▶ _Work item 1_
Answer these questions using the article on Martin Webb:
(a) On which channel did Risking It All air, and in what year?
(b) Which university gave Webb an honorary doctorate in law?
(c) In what town is The Robin Hood pub?
▶ _Work item 2_
Repeat the article on Martin Webb word for word, everything from "British businessman (born" down to "The Sunday Telegraph.".

▶ _Excerpted passage_
= Martin Webb =

British businessman (born 1964)

Martin Webb (born 1964) is a British-born entrepreneur, television presenter and currently a property developer. He presented the series Risking It All aired on Channel 4 in 2005.

He wrote regular articles for the business supplement of The Sunday Telegraph.

==Early life==
Webb was born at Westminster Hospital and attended Queen Elizabeth's Grammar School in Blackburn, Lancashire. He went on to study at Brighton Polytechnic. He was awarded an honorary doctorate in law by Brighton University in 2008.

== Business ==
Prior to his business success he very briefly joined both the Royal Navy and then the Metropolitan police.

In 2004, Webb set up Britain's first charity pub. The profits from The Robin Hood pub in Brighton go to local charities.

Webb co-founded the C-Side Leisure group with, the former Conservative MP for Brighton Kemptown, Simon Kirby, whose portfolio grew to include many pubs, clubs and restaurants in and around Brighton. Webb himself is a Labour supporter.

His first venture was a design company, Copywrite, founded with business partner Simon Kirby, but it went bust within three years. Other ventures have included Dekoart, a web-based fine art digital printing company, and another pub company, Medicine Group, which had sites in Islington and the ever-fashionable Shoreditch in London.

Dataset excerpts
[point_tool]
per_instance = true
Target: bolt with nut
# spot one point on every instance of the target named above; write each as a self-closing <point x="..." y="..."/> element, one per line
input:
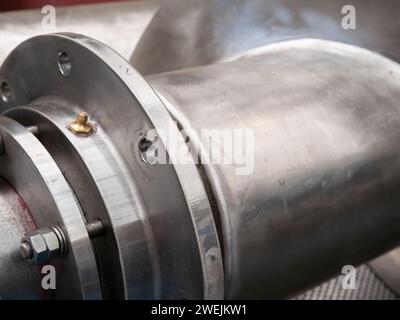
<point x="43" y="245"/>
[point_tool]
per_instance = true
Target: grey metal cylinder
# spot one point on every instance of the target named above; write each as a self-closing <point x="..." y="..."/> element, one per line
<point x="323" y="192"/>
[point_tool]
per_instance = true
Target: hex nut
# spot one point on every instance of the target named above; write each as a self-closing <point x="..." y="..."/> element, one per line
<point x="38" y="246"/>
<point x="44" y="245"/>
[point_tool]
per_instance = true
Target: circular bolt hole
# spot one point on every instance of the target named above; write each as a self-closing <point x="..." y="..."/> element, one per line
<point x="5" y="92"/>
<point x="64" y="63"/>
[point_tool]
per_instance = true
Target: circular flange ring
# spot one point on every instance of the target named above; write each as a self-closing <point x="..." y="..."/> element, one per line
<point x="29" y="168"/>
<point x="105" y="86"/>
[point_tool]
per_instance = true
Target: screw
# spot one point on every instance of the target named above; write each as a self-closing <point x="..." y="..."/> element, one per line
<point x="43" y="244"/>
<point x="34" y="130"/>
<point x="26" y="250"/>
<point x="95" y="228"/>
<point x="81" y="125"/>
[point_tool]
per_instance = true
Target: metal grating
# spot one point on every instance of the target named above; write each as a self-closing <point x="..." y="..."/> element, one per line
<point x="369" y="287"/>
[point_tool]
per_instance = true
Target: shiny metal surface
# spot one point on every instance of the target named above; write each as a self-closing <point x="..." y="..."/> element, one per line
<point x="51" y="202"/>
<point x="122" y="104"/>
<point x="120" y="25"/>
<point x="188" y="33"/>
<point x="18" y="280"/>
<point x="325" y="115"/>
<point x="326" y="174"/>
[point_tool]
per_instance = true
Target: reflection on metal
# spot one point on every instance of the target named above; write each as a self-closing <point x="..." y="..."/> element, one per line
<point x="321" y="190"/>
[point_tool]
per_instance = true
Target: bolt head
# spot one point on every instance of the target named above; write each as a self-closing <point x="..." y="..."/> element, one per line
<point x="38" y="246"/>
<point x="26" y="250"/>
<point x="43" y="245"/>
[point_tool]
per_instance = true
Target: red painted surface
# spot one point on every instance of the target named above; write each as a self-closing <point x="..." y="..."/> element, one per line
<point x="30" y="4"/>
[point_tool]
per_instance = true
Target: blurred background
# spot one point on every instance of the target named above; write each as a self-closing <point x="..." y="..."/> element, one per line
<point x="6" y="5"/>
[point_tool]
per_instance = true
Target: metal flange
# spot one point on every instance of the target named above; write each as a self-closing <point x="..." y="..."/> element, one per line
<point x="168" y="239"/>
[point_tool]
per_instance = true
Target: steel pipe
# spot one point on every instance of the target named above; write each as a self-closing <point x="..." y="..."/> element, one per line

▶ _Answer box 1_
(a) Channel 4, in 2005
(b) Brighton University
(c) Brighton

▶ _Answer box 2_
British businessman (born 1964)

Martin Webb (born 1964) is a British-born entrepreneur, television presenter and currently a property developer. He presented the series Risking It All aired on Channel 4 in 2005.

He wrote regular articles for the business supplement of The Sunday Telegraph.